Source document:
================================
One of the most famous sons of my constituency, the father of the Labour party, James Keir Hardie, was an intelligent man, ahead of his time. While, admittedly, he did show an affinity for the Liberals early in his career, he soon became disillusioned with the economic policies of Gladstone's Government and came to the conclusion
"that the Liberals neither would nor could ever adequately represent the working classes."
I wonder what he would make of their successors today.
Reading Keir Hardie's story once again, as I prepared this speech, I was reminded why I became interested in politics. His family had little and lost the little they had because they were unprotected from unemployment and health problems, and there was a lack of education provision. He struggled against startling odds to educate himself, beginning at night school in Holytown in my constituency, and took great risks to enter politics and represent those unable to represent themselves. It is to lift people out of poverty and ensure that no one has to exist like that that I entered politics. We in the Labour party are grateful to Keir Hardie for blazing the trail that allows us to sit in the Chamber today.
Thirteen years after Keir Hardie first led Labour MPs into the House of Commons, my constituency was fortunate to be represented by the then baby of the House, Jennie Lee. She gave her maiden speech in response to Churchill's Budget, using the opportunity to highlight the real suffering behind the figures. Since 1945 my constituency, in its various guises, has been represented by some of Labour's brightest stars, including Margaret Herbison, who in her 25 years as an MP fought for miners' rights and was instrumental in forging the foundations of our welfare system.
Peggy was succeeded by Labour's former leader, the right hon. John Smith. My first political memory was hearing of his death when I was in a school assembly. His memory and influence remain at the heart of my community and its politics as much as they lie in the spirit of this Chamber. He will never be forgotten.
================================
Source information:

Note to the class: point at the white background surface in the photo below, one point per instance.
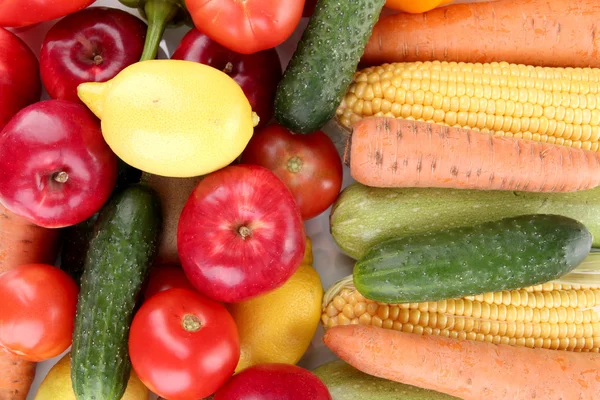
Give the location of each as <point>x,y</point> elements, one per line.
<point>328,260</point>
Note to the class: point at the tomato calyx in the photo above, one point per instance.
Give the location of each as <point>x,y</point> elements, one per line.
<point>295,164</point>
<point>191,323</point>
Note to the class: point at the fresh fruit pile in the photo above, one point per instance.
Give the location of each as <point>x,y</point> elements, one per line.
<point>153,212</point>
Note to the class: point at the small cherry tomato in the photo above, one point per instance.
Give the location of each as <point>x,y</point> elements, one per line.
<point>38,311</point>
<point>182,345</point>
<point>309,165</point>
<point>166,277</point>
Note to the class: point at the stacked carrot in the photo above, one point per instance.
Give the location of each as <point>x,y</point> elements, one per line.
<point>432,116</point>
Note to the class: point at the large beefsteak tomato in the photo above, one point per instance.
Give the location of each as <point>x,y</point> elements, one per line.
<point>247,26</point>
<point>38,311</point>
<point>240,234</point>
<point>308,164</point>
<point>182,345</point>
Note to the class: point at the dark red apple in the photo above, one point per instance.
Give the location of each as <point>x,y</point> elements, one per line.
<point>55,168</point>
<point>274,382</point>
<point>92,45</point>
<point>240,234</point>
<point>257,74</point>
<point>19,76</point>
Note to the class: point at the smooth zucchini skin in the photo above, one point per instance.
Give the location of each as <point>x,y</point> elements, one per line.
<point>363,216</point>
<point>324,63</point>
<point>508,254</point>
<point>120,253</point>
<point>345,382</point>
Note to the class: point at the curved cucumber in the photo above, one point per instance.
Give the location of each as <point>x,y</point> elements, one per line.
<point>347,383</point>
<point>508,254</point>
<point>119,255</point>
<point>362,216</point>
<point>324,63</point>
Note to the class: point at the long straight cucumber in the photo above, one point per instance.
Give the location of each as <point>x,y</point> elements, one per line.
<point>118,258</point>
<point>324,63</point>
<point>508,254</point>
<point>363,216</point>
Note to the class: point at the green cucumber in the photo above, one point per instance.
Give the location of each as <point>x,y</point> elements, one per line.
<point>324,63</point>
<point>120,253</point>
<point>347,383</point>
<point>362,216</point>
<point>508,254</point>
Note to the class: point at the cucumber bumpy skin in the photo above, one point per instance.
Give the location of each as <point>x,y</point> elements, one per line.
<point>324,63</point>
<point>508,254</point>
<point>120,253</point>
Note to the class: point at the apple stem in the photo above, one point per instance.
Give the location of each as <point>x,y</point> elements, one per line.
<point>191,323</point>
<point>158,13</point>
<point>61,177</point>
<point>244,232</point>
<point>228,68</point>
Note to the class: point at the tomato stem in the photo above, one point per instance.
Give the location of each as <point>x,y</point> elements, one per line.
<point>61,177</point>
<point>295,164</point>
<point>191,323</point>
<point>244,232</point>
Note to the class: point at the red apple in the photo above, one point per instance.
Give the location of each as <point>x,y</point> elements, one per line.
<point>240,234</point>
<point>92,45</point>
<point>274,382</point>
<point>19,76</point>
<point>55,168</point>
<point>257,74</point>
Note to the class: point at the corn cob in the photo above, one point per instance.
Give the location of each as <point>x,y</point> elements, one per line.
<point>550,316</point>
<point>554,105</point>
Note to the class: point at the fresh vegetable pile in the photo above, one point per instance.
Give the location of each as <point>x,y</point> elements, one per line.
<point>155,211</point>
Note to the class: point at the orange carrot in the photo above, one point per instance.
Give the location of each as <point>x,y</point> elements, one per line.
<point>467,369</point>
<point>21,242</point>
<point>389,152</point>
<point>551,33</point>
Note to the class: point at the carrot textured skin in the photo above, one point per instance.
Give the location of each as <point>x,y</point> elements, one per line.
<point>466,369</point>
<point>551,33</point>
<point>389,152</point>
<point>21,242</point>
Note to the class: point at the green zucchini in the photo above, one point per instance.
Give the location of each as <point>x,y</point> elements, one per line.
<point>324,63</point>
<point>363,216</point>
<point>508,254</point>
<point>347,383</point>
<point>120,253</point>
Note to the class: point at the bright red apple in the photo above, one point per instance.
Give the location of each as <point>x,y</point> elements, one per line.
<point>257,74</point>
<point>240,234</point>
<point>92,45</point>
<point>19,76</point>
<point>55,168</point>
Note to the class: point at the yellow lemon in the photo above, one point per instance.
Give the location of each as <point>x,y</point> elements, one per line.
<point>171,117</point>
<point>57,384</point>
<point>279,326</point>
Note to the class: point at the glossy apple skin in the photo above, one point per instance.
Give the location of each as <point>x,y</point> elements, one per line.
<point>274,382</point>
<point>92,45</point>
<point>240,234</point>
<point>257,74</point>
<point>20,83</point>
<point>41,144</point>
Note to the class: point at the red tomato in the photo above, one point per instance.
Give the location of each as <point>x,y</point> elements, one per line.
<point>182,345</point>
<point>309,165</point>
<point>166,277</point>
<point>248,26</point>
<point>274,382</point>
<point>240,234</point>
<point>37,312</point>
<point>28,12</point>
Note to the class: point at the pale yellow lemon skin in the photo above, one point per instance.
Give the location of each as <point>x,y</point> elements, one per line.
<point>57,384</point>
<point>278,327</point>
<point>171,117</point>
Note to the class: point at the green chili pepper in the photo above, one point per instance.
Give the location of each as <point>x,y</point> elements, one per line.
<point>159,14</point>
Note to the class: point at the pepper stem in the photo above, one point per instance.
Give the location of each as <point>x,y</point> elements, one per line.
<point>158,13</point>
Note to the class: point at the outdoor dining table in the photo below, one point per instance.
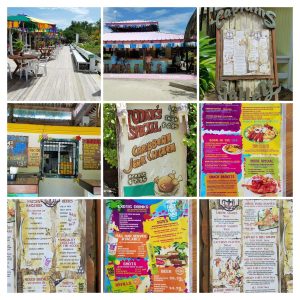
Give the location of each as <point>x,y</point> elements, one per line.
<point>19,59</point>
<point>45,52</point>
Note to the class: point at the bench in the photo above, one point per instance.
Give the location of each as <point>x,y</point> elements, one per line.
<point>85,60</point>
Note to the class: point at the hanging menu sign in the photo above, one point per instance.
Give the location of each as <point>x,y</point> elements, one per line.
<point>91,154</point>
<point>34,156</point>
<point>242,150</point>
<point>17,151</point>
<point>147,248</point>
<point>11,246</point>
<point>245,246</point>
<point>151,153</point>
<point>246,52</point>
<point>51,246</point>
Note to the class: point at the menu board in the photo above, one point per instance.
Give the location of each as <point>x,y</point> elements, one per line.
<point>17,148</point>
<point>247,52</point>
<point>34,156</point>
<point>151,153</point>
<point>242,150</point>
<point>50,245</point>
<point>11,246</point>
<point>246,239</point>
<point>91,154</point>
<point>148,246</point>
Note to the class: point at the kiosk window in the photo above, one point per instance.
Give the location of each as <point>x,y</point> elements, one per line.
<point>59,158</point>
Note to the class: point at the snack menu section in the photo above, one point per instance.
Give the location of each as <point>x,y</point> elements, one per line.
<point>249,244</point>
<point>242,150</point>
<point>148,246</point>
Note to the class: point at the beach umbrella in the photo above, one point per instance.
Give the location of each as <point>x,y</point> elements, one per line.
<point>20,22</point>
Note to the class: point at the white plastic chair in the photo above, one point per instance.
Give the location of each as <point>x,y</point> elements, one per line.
<point>9,70</point>
<point>27,67</point>
<point>42,63</point>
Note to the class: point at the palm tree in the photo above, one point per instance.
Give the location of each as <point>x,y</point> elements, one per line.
<point>157,249</point>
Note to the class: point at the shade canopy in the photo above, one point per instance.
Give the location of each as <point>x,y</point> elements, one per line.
<point>138,40</point>
<point>29,24</point>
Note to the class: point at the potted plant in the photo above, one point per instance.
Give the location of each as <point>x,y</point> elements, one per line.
<point>18,46</point>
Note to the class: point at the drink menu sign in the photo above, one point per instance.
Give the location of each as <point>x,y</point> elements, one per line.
<point>242,150</point>
<point>251,245</point>
<point>147,248</point>
<point>50,246</point>
<point>151,153</point>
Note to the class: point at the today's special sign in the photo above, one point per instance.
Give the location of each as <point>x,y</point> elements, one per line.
<point>151,153</point>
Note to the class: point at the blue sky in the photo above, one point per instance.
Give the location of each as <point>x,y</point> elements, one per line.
<point>61,16</point>
<point>173,20</point>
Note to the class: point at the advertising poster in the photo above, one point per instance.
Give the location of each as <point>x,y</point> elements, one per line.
<point>148,246</point>
<point>50,245</point>
<point>11,246</point>
<point>247,237</point>
<point>91,154</point>
<point>151,153</point>
<point>242,150</point>
<point>17,151</point>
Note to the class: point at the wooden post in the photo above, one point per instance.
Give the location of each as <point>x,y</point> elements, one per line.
<point>204,247</point>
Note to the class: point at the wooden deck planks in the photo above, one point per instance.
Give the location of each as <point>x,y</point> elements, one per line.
<point>62,83</point>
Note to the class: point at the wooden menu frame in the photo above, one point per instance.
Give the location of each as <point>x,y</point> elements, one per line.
<point>219,62</point>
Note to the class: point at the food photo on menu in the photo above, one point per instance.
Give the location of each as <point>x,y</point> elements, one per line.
<point>244,150</point>
<point>246,246</point>
<point>149,246</point>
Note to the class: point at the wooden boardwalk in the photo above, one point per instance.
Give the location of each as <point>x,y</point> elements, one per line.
<point>62,83</point>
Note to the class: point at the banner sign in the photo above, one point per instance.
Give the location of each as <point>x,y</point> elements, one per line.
<point>241,150</point>
<point>91,154</point>
<point>148,246</point>
<point>151,153</point>
<point>17,148</point>
<point>34,156</point>
<point>251,246</point>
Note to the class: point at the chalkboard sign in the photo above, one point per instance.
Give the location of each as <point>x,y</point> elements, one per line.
<point>17,151</point>
<point>91,154</point>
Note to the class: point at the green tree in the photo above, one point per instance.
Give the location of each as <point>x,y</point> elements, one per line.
<point>207,50</point>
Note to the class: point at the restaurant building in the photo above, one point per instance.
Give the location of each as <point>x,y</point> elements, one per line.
<point>53,150</point>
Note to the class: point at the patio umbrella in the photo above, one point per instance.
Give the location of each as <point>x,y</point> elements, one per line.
<point>21,22</point>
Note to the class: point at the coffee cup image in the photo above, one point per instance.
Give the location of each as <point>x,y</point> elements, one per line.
<point>167,185</point>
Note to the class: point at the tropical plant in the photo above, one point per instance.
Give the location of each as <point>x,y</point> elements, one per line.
<point>110,135</point>
<point>207,49</point>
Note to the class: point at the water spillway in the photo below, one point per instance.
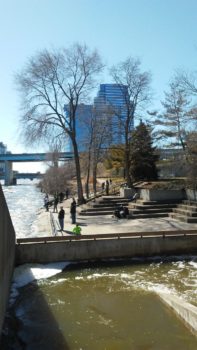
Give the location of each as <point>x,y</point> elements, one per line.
<point>96,306</point>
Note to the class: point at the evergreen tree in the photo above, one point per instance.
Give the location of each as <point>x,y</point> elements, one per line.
<point>143,156</point>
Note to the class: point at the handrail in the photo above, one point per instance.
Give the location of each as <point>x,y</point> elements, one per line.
<point>106,235</point>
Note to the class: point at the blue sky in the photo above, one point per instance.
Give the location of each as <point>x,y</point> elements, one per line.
<point>161,33</point>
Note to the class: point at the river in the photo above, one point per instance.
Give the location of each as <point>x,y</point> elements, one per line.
<point>106,306</point>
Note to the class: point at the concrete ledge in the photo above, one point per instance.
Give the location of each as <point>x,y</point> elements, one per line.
<point>187,312</point>
<point>104,248</point>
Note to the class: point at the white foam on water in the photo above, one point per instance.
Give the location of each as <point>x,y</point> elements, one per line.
<point>27,273</point>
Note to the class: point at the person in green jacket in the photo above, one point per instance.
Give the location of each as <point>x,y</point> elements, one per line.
<point>77,230</point>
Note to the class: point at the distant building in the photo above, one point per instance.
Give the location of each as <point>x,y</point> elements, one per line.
<point>110,100</point>
<point>3,148</point>
<point>113,97</point>
<point>83,116</point>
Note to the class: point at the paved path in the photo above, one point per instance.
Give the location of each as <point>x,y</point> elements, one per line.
<point>108,224</point>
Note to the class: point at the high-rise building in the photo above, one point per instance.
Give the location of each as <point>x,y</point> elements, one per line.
<point>83,116</point>
<point>110,104</point>
<point>113,97</point>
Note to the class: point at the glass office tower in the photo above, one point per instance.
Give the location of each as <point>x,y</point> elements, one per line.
<point>112,97</point>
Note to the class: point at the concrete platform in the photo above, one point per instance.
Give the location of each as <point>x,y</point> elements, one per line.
<point>107,224</point>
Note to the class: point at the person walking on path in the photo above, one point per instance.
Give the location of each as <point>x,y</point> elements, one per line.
<point>61,215</point>
<point>107,187</point>
<point>73,211</point>
<point>55,203</point>
<point>67,193</point>
<point>46,202</point>
<point>77,230</point>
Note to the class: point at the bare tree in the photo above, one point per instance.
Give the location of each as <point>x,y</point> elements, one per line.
<point>175,121</point>
<point>49,82</point>
<point>136,95</point>
<point>95,143</point>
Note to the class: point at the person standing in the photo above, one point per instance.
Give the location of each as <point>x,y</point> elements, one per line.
<point>107,187</point>
<point>55,203</point>
<point>73,211</point>
<point>61,215</point>
<point>67,193</point>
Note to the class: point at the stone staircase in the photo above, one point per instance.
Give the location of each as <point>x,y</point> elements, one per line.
<point>142,209</point>
<point>186,212</point>
<point>104,206</point>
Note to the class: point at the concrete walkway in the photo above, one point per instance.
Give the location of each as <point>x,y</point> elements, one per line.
<point>107,224</point>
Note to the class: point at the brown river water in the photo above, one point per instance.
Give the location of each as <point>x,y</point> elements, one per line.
<point>106,306</point>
================================
Assignment 1:
Extract the portion of the speech between "One of the most" and "their successors today.", inclusive.
Assignment 2:
According to the speech, where did Keir Hardie begin educating himself?

Exercise solution 1:
One of the most famous sons of my constituency, the father of the Labour party, James Keir Hardie, was an intelligent man, ahead of his time. While, admittedly, he did show an affinity for the Liberals early in his career, he soon became disillusioned with the economic policies of Gladstone's Government and came to the conclusion
"that the Liberals neither would nor could ever adequately represent the working classes."
I wonder what he would make of their successors today.

Exercise solution 2:
At night school in Holytown.